### [What you will do]
Rewrite the material below with every "one point per instance" swapped for "a single point for each instance", leaving everything else unchanged.

### [Task data]
════════════════════
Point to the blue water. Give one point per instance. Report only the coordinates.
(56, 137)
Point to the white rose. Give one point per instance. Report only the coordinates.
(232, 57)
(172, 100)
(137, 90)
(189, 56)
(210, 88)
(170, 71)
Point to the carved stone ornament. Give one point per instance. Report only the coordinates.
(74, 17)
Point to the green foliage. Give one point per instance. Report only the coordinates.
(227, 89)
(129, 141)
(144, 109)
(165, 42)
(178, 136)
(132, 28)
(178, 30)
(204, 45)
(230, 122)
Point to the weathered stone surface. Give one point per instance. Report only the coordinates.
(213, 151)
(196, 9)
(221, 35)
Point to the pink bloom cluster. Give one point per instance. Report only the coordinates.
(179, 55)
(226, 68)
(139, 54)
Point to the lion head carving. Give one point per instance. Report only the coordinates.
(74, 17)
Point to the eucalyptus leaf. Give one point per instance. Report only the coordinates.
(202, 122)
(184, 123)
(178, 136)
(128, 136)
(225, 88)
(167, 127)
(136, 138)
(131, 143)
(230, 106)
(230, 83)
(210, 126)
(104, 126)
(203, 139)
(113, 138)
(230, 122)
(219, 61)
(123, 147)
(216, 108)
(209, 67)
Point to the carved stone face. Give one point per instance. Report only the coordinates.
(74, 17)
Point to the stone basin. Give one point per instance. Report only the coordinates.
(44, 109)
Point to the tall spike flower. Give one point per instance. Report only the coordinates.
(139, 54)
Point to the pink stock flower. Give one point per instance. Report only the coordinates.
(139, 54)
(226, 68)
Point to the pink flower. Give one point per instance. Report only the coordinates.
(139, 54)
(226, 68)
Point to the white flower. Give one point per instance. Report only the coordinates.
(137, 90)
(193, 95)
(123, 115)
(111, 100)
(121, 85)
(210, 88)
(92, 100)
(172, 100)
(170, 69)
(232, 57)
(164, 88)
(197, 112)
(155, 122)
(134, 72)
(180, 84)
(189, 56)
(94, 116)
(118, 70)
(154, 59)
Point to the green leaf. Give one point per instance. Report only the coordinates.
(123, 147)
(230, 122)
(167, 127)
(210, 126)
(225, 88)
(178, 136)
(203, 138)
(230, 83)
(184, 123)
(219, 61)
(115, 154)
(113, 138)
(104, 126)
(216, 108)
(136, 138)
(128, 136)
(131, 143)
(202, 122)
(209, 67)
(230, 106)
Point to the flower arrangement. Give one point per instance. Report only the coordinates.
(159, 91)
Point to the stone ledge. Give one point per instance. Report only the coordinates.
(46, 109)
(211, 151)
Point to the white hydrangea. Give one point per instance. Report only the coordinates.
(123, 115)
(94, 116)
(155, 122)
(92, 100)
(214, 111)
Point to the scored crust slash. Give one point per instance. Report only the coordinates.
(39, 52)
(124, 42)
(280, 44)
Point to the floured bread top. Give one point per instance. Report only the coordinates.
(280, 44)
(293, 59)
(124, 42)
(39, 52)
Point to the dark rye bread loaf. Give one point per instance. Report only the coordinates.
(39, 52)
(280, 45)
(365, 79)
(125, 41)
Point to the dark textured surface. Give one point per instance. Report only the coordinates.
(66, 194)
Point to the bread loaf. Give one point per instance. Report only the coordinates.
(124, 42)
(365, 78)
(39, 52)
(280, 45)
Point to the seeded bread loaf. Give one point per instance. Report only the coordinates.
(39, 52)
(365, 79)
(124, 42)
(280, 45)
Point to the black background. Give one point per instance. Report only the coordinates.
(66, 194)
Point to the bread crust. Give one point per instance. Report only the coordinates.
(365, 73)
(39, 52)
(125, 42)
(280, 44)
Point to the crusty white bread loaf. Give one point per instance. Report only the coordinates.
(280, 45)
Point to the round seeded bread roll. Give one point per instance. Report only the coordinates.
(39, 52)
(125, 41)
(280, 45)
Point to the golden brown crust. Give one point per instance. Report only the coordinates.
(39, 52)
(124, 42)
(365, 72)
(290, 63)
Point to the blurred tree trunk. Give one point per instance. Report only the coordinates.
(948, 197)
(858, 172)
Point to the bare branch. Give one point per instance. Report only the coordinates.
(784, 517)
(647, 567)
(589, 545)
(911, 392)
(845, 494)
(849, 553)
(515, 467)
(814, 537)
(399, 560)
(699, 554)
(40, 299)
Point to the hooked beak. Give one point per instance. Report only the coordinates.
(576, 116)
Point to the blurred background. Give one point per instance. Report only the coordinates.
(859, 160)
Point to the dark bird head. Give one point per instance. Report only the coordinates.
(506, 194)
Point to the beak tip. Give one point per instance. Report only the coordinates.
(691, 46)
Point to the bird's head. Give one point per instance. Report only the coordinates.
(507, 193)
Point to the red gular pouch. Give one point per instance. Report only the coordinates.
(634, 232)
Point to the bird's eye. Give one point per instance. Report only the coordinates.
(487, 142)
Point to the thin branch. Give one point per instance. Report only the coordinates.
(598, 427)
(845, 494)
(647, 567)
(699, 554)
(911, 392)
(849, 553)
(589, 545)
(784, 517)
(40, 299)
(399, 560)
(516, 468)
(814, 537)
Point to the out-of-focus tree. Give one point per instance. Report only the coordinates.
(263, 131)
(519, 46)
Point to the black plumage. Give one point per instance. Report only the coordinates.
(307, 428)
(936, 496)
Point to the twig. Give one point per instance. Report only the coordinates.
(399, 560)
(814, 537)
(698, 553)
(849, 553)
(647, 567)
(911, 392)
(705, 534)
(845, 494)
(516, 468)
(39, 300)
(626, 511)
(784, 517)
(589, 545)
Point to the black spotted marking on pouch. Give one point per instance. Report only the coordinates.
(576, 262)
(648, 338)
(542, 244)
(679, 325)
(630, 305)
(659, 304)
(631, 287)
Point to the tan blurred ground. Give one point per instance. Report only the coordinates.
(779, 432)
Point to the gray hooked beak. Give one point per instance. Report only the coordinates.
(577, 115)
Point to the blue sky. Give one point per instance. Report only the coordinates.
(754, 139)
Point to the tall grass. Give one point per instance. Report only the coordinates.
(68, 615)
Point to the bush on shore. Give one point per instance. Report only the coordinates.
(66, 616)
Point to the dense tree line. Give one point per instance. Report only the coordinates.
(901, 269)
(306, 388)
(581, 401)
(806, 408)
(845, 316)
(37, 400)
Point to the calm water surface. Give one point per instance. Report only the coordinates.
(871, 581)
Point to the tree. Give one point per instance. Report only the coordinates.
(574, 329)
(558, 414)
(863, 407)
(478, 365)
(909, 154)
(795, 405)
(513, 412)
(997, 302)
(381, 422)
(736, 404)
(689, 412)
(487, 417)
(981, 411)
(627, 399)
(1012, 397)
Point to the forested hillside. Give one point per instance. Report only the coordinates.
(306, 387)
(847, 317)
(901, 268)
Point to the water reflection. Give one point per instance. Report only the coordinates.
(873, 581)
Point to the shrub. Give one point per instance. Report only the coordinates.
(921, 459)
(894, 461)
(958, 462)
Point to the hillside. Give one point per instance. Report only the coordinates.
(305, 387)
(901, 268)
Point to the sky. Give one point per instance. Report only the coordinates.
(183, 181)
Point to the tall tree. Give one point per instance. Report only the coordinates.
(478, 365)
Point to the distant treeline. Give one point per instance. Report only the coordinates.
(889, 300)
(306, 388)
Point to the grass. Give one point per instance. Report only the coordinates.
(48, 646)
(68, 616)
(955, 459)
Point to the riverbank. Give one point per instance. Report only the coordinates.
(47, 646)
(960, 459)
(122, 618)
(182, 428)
════════════════════
### [Solution]
Point to the blue water. Give a single point for each instance. Report only the coordinates.
(56, 137)
Point to the white rose. Give a single point for each instance. Report only the coordinates.
(232, 57)
(172, 100)
(137, 90)
(189, 56)
(210, 88)
(170, 71)
Point to the carved stone ornament. Give a single point for each instance. Report only the coordinates.
(74, 17)
Point to the green foliage. Give a single point for each instance. Report only the coordinates.
(227, 89)
(129, 141)
(144, 109)
(165, 42)
(178, 136)
(132, 28)
(178, 30)
(204, 45)
(230, 122)
Point to the weathered stone surface. Give a single point for each instance. Report only the coordinates.
(213, 151)
(196, 9)
(221, 35)
Point to the pink bloom cluster. Give a single point for each instance. Report only the coordinates.
(179, 55)
(226, 68)
(139, 54)
Point to the lion head carving. Give a single point for each instance. Report only the coordinates.
(74, 17)
Point to the eucalyptus leaf. Give a single point for each instance. Report only the coordinates.
(202, 122)
(184, 123)
(178, 136)
(128, 136)
(225, 88)
(167, 127)
(136, 138)
(131, 143)
(230, 106)
(230, 83)
(210, 126)
(104, 126)
(203, 139)
(113, 138)
(230, 122)
(219, 61)
(123, 147)
(216, 108)
(209, 67)
Point to the carved stone face. Give a single point for each instance. Report only the coordinates.
(74, 17)
Point to the stone basin. Give a single point for each instance. Report only the coordinates.
(44, 109)
Point to the tall spike flower. Give a single point for each instance. Report only the coordinates.
(139, 54)
Point to the pink stock flower. Give a single point for each instance. Report only the coordinates.
(139, 54)
(226, 68)
Point to the pink flower. Give a single point for each instance. Report only the coordinates.
(139, 54)
(226, 68)
Point to the white flower. Give a single point for each instance. Report only the coordinates.
(137, 90)
(193, 95)
(123, 115)
(111, 100)
(121, 85)
(210, 88)
(92, 100)
(172, 100)
(170, 69)
(232, 57)
(164, 88)
(197, 112)
(155, 122)
(134, 72)
(180, 84)
(189, 56)
(94, 116)
(118, 70)
(154, 59)
Point to the green leaf. Give a single point for each instance. Report only the coordinates.
(123, 147)
(230, 122)
(167, 127)
(210, 126)
(225, 88)
(178, 136)
(203, 138)
(230, 83)
(184, 123)
(219, 61)
(115, 154)
(113, 138)
(104, 126)
(216, 108)
(136, 138)
(128, 136)
(131, 143)
(202, 122)
(209, 67)
(230, 106)
Point to the flower arrangement. Give a single point for each instance. Report only the coordinates.
(159, 91)
Point to the stone ledge. Give a single point for each instance. Report only the coordinates.
(46, 109)
(211, 151)
Point to the white hydrangea. Give a single point for each instance. Report only the coordinates.
(123, 115)
(94, 116)
(155, 122)
(92, 100)
(214, 111)
Point to the scored crust slash. Give a single point for each instance. Report only the coordinates.
(39, 52)
(124, 42)
(280, 44)
Point to the floured bread top. Give a single point for each instance. Report only the coordinates.
(280, 44)
(293, 59)
(124, 42)
(39, 52)
Point to the dark rye bread loaf. Give a single point for each instance. Report only the coordinates.
(39, 52)
(280, 45)
(365, 79)
(125, 41)
Point to the dark textured surface. Give a single point for each instance. Report only the coordinates.
(66, 194)
Point to the bread loaf. Give a single point for each instance. Report only the coordinates.
(124, 42)
(365, 78)
(39, 52)
(280, 45)
Point to the seeded bread loaf. Give a single point for each instance. Report only the coordinates.
(39, 52)
(365, 79)
(124, 42)
(280, 45)
Point to the black background. Give a single point for each instance. Report only the coordinates.
(66, 194)
Point to the bread crust. Give a single point for each instance. Report only the coordinates.
(365, 73)
(39, 52)
(125, 42)
(280, 44)
Point to the crusty white bread loaf. Give a single point for each instance. Report only the coordinates.
(280, 45)
Point to the round seeded bread roll. Give a single point for each instance. Report only the coordinates.
(39, 52)
(125, 41)
(280, 45)
Point to the golden brown crust. Give a single point for each instance. Report only the coordinates.
(39, 52)
(124, 42)
(365, 72)
(290, 63)
Point to the blurred tree trunk. Give a single point for each instance. Report only the coordinates.
(948, 197)
(858, 172)
Point to the bare branch. Give a single point for each instance. Report only the coordinates.
(784, 517)
(647, 567)
(589, 545)
(911, 392)
(845, 494)
(849, 553)
(515, 467)
(814, 537)
(399, 560)
(699, 554)
(40, 299)
Point to the hooked beak. Give a single point for each instance. Report only the coordinates.
(576, 116)
Point to the blurred background. Give a single point for each instance. Report only the coordinates.
(859, 160)
Point to the dark bird head. Give a single point for each instance. Report only the coordinates.
(506, 194)
Point to the beak tip. Give a single point for each instance. Report only the coordinates.
(691, 46)
Point to the bird's head. Give a single point for each instance. Report only the coordinates.
(507, 193)
Point to the red gular pouch. Give a single point for each instance. Report only the coordinates.
(634, 232)
Point to the bird's eye. Give a single point for each instance. Report only the coordinates.
(487, 142)
Point to the thin branch. Give a single point for each instance. Report only the coordinates.
(598, 427)
(845, 494)
(647, 567)
(699, 554)
(911, 392)
(849, 553)
(589, 545)
(784, 517)
(40, 299)
(399, 560)
(516, 468)
(814, 537)
Point to the out-of-focus tree. Give a single point for each instance. Report only the coordinates.
(263, 131)
(519, 46)
Point to the black plumage. Give a single point for each instance. Report only the coordinates.
(307, 428)
(936, 496)
Point to the twig. Give a single point for each instance. Report only the coordinates.
(399, 560)
(814, 537)
(698, 553)
(849, 553)
(647, 567)
(911, 392)
(705, 534)
(845, 494)
(516, 468)
(39, 300)
(626, 511)
(784, 517)
(589, 545)
Point to the black spotted marking on pouch. Give a single point for each instance. Report only the coordinates.
(576, 262)
(648, 338)
(542, 244)
(679, 325)
(630, 305)
(659, 304)
(631, 287)
Point to the tan blurred ground. Give a single point for each instance. Report only the coordinates.
(779, 432)
Point to the gray hooked beak. Give a single point for each instance. Report only the coordinates.
(577, 115)
Point to the blue sky. Give a single point for each instance. Report only the coordinates.
(754, 139)
Point to the tall grass. Give a single point for each instance. Report only the coordinates.
(68, 615)
Point to the bush on shore. Give a single point for each instance. Report only the coordinates.
(66, 616)
Point to the dense tree line. Give a single point for each instance. Report only the coordinates.
(901, 269)
(306, 388)
(581, 401)
(806, 408)
(845, 316)
(37, 400)
Point to the calm water surface. Give a single point for each instance. Report only the coordinates.
(871, 581)
Point to the tree. Give a single point for each instance. Report only the coordinates.
(574, 329)
(558, 414)
(863, 407)
(478, 365)
(909, 154)
(795, 405)
(513, 412)
(997, 302)
(381, 422)
(736, 404)
(689, 412)
(487, 417)
(981, 411)
(627, 399)
(1012, 397)
Point to the forested hillside. Give a single point for each instance. Report only the coordinates.
(306, 387)
(847, 317)
(901, 268)
Point to the water reflection. Give a single point for each instance. Report only the coordinates.
(873, 581)
Point to the shrub. Give a single point for each instance. Report only the coordinates.
(921, 459)
(894, 461)
(958, 462)
Point to the hillside. Give a single point for each instance. Report only the coordinates.
(305, 387)
(901, 268)
Point to the sky. Give a single point for each instance. Report only the coordinates.
(183, 181)
Point to the tall tree. Give a single point for each instance. Report only the coordinates.
(478, 365)
Point to the distant treeline. Give a single point for each instance. Report only the coordinates.
(889, 300)
(306, 388)
Point to the grass. Give a single point for each instance. Report only the coordinates.
(48, 646)
(68, 616)
(955, 459)
Point to the riverbank. Give a single point for each instance. Report only the coordinates.
(47, 646)
(960, 459)
(122, 618)
(182, 428)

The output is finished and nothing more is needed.